#### Written exercise
Copy out the lines from the one containing "For full credit, report the exact bounding box of the blurred" through the one containing "88 17 96 40", both included, replacing "full credit" with "maximum credit" and leaving all else unchanged. Give only those lines.

····················

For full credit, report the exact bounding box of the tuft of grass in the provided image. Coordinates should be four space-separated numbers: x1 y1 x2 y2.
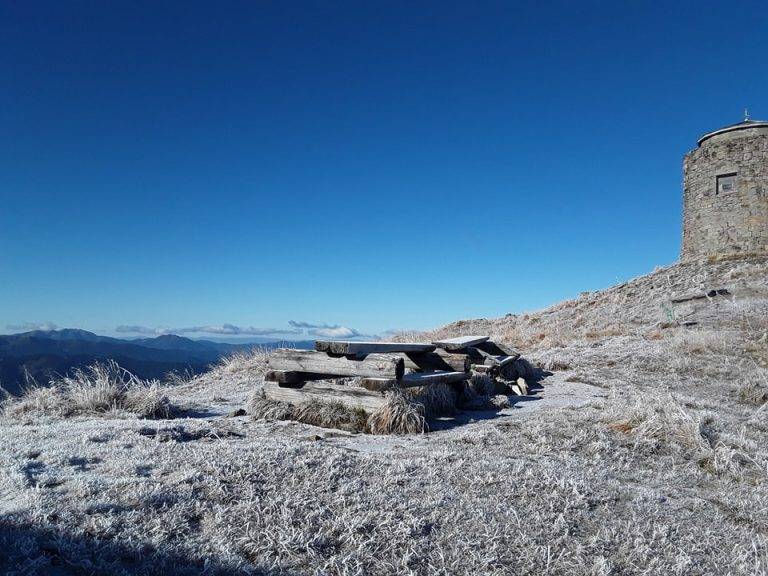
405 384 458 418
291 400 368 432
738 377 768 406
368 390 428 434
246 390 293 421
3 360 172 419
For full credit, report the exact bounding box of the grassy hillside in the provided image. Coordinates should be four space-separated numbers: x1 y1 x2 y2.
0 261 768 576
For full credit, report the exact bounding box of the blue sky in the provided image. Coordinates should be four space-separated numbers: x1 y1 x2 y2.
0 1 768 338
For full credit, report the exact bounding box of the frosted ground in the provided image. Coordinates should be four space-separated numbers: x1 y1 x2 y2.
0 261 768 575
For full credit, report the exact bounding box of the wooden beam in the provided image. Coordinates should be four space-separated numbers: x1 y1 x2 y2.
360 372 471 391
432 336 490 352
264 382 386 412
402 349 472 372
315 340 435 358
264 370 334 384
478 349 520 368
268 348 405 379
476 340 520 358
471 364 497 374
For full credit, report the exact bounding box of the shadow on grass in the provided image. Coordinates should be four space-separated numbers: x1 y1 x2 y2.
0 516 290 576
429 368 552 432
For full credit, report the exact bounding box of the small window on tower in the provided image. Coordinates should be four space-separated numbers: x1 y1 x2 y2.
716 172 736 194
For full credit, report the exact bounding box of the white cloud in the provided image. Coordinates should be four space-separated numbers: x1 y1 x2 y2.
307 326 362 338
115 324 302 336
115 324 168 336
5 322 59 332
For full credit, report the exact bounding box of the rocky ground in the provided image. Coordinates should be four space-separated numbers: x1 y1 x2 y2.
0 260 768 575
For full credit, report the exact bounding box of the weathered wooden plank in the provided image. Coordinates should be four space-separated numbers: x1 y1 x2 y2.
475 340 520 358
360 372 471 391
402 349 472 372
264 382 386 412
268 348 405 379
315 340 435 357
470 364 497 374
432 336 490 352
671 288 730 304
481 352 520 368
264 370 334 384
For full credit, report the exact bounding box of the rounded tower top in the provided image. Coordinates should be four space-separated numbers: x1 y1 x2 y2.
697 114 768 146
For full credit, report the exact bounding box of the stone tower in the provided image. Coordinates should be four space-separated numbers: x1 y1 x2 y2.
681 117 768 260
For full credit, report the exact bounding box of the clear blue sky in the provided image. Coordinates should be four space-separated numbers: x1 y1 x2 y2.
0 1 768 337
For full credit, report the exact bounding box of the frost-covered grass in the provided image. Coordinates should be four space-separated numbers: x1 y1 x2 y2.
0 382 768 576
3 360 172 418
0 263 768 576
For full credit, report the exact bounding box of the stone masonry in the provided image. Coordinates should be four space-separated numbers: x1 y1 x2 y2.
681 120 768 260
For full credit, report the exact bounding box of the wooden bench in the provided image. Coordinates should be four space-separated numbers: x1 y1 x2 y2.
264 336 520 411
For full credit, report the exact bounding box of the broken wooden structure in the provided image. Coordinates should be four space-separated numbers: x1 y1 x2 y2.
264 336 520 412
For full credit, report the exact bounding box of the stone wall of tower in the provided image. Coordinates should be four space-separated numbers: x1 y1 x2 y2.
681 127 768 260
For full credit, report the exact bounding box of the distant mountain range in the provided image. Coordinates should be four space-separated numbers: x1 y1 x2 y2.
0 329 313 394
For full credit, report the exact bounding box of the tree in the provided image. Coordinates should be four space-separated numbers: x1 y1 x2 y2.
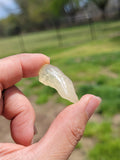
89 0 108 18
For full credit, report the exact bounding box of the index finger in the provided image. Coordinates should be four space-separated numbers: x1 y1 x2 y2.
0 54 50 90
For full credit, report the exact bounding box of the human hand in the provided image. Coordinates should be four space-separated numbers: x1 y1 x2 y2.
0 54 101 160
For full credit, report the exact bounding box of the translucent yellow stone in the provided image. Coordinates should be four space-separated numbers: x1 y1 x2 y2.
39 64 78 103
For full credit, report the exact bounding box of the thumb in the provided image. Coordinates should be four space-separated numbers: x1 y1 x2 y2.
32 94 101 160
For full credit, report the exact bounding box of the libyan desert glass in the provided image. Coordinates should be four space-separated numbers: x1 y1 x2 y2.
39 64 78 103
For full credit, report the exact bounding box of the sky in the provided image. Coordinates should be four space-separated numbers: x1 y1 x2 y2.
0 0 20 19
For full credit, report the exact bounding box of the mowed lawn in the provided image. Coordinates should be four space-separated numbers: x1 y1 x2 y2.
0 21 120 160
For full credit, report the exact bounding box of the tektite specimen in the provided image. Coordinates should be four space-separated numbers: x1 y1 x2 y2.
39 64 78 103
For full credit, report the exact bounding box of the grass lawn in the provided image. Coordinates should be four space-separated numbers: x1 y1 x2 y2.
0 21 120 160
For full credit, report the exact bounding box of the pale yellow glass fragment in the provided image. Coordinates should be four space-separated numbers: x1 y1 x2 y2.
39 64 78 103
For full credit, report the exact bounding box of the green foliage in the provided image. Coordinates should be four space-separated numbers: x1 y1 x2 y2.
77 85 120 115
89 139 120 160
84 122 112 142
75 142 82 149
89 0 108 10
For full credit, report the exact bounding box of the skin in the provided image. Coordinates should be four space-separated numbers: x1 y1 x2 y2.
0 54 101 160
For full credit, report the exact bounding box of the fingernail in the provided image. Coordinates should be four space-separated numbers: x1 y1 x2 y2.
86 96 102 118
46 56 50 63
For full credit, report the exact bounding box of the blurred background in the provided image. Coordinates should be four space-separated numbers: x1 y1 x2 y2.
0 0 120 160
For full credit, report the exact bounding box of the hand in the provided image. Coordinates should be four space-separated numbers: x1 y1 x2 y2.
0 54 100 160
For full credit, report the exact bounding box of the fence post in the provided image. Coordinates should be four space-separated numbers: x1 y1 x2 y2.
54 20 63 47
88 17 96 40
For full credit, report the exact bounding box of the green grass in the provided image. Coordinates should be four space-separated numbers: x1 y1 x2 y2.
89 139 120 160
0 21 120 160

····················

#### Exercise answer
For maximum credit, report the exact bounding box of the blurred background in the provided image. Coordinates should be four space-separated numbers: x1 y1 x2 y2.
0 0 120 160
For maximum credit, report the exact bounding box of the hand in the provided image. Coordinates should be four space-separated numbers: x1 y1 x2 y2.
0 54 100 160
For maximum credit, report the exact bounding box of the fence post in the provided image. Coordinates should be four space-separated numbers: x1 y1 x2 y2.
54 20 63 47
88 17 96 40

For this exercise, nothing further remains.